Profeta pasionario e tormentato: in un libro la storia del comunista che allenò Pelé

Il romanzo del nostro Andrea Schianchi (Slam edizioni) porta il lettore nella vita e nei tormenti di Joao Saldanha, tecnico del Brasile di fine anni ’60 stretto nella morsa della dittatura

Premessa: “Il comunista che allenò Pelé”, ultima fatica letteraria di Andrea Schianchi per edizioni Slam, è un bel libro. Racconta di Joao Saldanha, giornalista e comunista, intransigente e pasionario, tecnico a cui il dittatoriale Brasile di fine anni 60 diede il compito di portare la Seleçao ai Mondiali in Messico mettendo insieme tutte le stelle dell’attacco più forte che sia mai stato dato a disposizione di un allenatore. Ma la vicenda da sola serve a poco, per spiegare perché è un bel libro bisogna partire dall’autore. Andrea Schianchi conosce la storia e la cultura del pallone dal primo regolamento scritto a penna ai giorni nostri con precisione enciclopedica. Anzi, le enciclopedie manco deve consultarle. In Gazzetta ci si abbevera spesso alla sua fonte: chi ha giocato per primo col 4-3-3? Chiediamo a Schianchi. Qual è stato il primo falso nove della storia? Se c’è uno che può saperlo è Schianchi. E il motivo per cui il libro è bello sta qua: Schianchi è in grado di prendere la storia di Saldanha, citare a memoria le sue formazioni, fare la disamina partita per partita delle sue alchimie, dirti quanto era grande rispetto a chi c’era prima o dopo. Ma non lo fa.

•••••

_Obiettivo indicato_. Ripeti per intero, senza cambiare nulla, l'articolo qui sopra sul libro dedicato a Joao Saldanha.

•••••

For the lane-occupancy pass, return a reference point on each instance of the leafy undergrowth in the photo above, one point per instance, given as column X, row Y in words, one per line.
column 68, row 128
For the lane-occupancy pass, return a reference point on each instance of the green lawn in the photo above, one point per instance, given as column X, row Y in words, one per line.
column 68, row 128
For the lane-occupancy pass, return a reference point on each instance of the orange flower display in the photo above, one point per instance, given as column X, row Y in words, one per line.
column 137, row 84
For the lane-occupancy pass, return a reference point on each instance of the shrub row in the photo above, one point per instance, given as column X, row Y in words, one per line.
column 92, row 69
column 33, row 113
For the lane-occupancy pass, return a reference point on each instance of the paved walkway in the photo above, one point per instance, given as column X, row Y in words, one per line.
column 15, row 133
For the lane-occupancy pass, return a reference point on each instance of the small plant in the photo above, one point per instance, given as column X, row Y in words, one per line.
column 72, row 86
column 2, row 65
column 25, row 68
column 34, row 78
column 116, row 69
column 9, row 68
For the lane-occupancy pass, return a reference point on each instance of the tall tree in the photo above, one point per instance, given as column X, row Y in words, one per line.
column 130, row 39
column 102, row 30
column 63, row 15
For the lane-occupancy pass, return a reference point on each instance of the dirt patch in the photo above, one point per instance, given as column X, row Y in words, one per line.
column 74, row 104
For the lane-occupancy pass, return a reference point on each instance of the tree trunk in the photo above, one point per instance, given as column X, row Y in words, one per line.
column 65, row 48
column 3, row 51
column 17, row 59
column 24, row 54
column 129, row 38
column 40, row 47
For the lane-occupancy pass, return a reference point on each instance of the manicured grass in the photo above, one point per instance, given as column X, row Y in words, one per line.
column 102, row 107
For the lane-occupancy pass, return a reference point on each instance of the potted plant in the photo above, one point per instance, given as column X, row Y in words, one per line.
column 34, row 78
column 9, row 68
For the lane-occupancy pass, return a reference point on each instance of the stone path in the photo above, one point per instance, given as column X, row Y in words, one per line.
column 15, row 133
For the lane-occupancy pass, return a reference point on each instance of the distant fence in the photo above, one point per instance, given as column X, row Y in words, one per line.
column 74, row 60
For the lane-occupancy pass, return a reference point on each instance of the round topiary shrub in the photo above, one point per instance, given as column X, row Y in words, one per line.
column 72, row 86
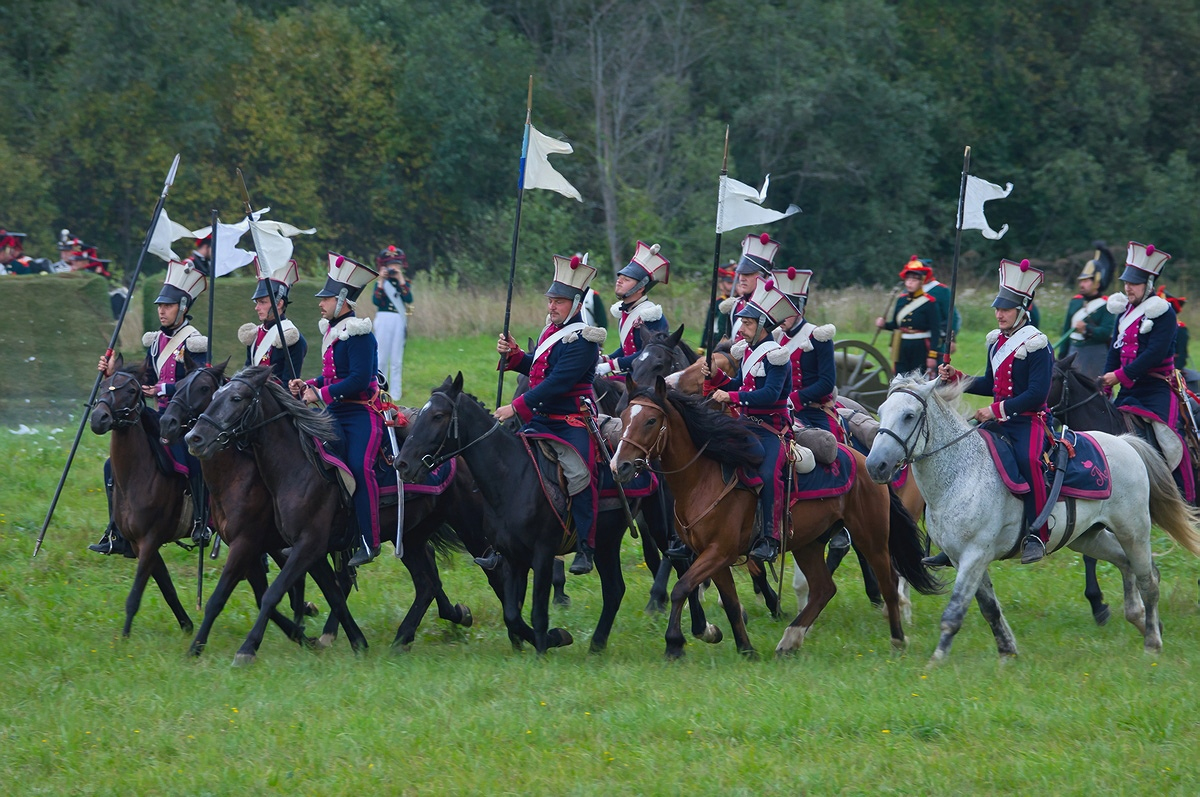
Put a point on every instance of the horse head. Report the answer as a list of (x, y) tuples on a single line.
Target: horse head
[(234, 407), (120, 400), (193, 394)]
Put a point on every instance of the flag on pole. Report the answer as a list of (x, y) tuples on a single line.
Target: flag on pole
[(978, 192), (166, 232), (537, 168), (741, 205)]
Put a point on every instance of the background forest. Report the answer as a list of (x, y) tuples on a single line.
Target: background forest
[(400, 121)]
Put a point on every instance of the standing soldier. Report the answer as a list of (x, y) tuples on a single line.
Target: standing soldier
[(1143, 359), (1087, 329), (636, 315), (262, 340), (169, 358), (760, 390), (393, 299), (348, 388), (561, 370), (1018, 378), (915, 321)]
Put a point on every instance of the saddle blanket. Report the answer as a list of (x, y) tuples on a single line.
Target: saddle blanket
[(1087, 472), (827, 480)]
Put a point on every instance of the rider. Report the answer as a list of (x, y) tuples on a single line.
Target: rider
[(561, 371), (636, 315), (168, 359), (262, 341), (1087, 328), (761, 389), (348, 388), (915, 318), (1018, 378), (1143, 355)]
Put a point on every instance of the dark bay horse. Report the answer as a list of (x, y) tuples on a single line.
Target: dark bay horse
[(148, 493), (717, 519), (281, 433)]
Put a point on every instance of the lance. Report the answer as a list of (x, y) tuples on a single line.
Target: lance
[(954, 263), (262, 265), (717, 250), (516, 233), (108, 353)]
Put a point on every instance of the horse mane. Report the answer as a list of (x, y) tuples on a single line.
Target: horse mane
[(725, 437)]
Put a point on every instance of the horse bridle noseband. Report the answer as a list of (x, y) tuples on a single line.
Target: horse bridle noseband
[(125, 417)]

•••••

_Risultato dell'esercizio_.
Profeta pasionario e tormentato: in un libro la storia del comunista che allenò Pelé

Il romanzo del nostro Andrea Schianchi (Slam edizioni) porta il lettore nella vita e nei tormenti di Joao Saldanha, tecnico del Brasile di fine anni ’60 stretto nella morsa della dittatura

Premessa: “Il comunista che allenò Pelé”, ultima fatica letteraria di Andrea Schianchi per edizioni Slam, è un bel libro. Racconta di Joao Saldanha, giornalista e comunista, intransigente e pasionario, tecnico a cui il dittatoriale Brasile di fine anni 60 diede il compito di portare la Seleçao ai Mondiali in Messico mettendo insieme tutte le stelle dell’attacco più forte che sia mai stato dato a disposizione di un allenatore. Ma la vicenda da sola serve a poco, per spiegare perché è un bel libro bisogna partire dall’autore. Andrea Schianchi conosce la storia e la cultura del pallone dal primo regolamento scritto a penna ai giorni nostri con precisione enciclopedica. Anzi, le enciclopedie manco deve consultarle. In Gazzetta ci si abbevera spesso alla sua fonte: chi ha giocato per primo col 4-3-3? Chiediamo a Schianchi. Qual è stato il primo falso nove della storia? Se c’è uno che può saperlo è Schianchi. E il motivo per cui il libro è bello sta qua: Schianchi è in grado di prendere la storia di Saldanha, citare a memoria le sue formazioni, fare la disamina partita per partita delle sue alchimie, dirti quanto era grande rispetto a chi c’era prima o dopo. Ma non lo fa.